━━ Trecho para leitura ━━

O medo do fracasso, as pressões contemporâneas e as estruturas sociais colocam uma parede no meio de um casal em “Nö”, nova produção alemã que teve sua estreia mundial no Festival Internacional de Cinema de Karlovy Vary deste ano. Premiado com o Globo de Cristal de Melhor Diretor no evento pelo filme, o cineasta Dietrich Brüggemann examina as crises de relacionamento por um viés teatral e metalinguístico em um longa que deve fazer sucesso no circuito de arte.

O médico Michael (Alexander Khuon) e sua namorada de longa data, a atriz Dina (Anna Brüggemann, irmã do diretor e co-roteirista), têm 30 e poucos anos, já estão juntos há um tempo e são felizes. Porém, o que fazer a seguir? Casar? Ter filhos? Ajustar suas relações familiares? As dúvidas dão vazão a todo tipo de neura, que vêm à tona na forma de delírios ou conversas para lá de francas.

━━━

**Tarefa:** De acordo com o texto sobre o filme “Nö”, que prêmio Dietrich Brüggemann recebeu no Festival Internacional de Cinema de Karlovy Vary?

━━ Linhas do conjunto ━━

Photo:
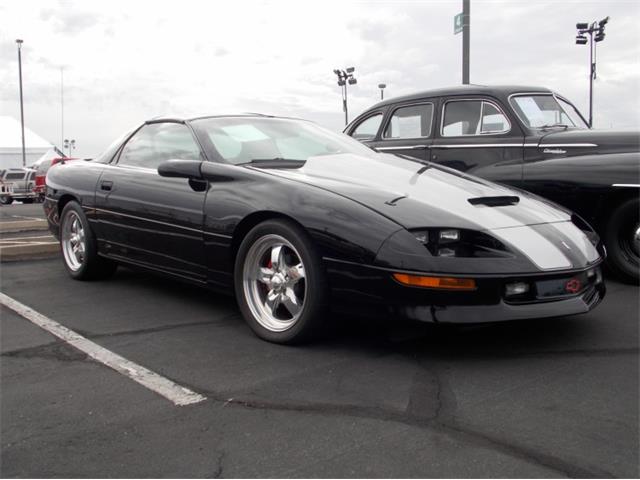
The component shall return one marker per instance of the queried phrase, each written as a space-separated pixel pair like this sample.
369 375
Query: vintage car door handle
106 185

━━━

**Resposta:** O Globo de Cristal de Melhor Diretor.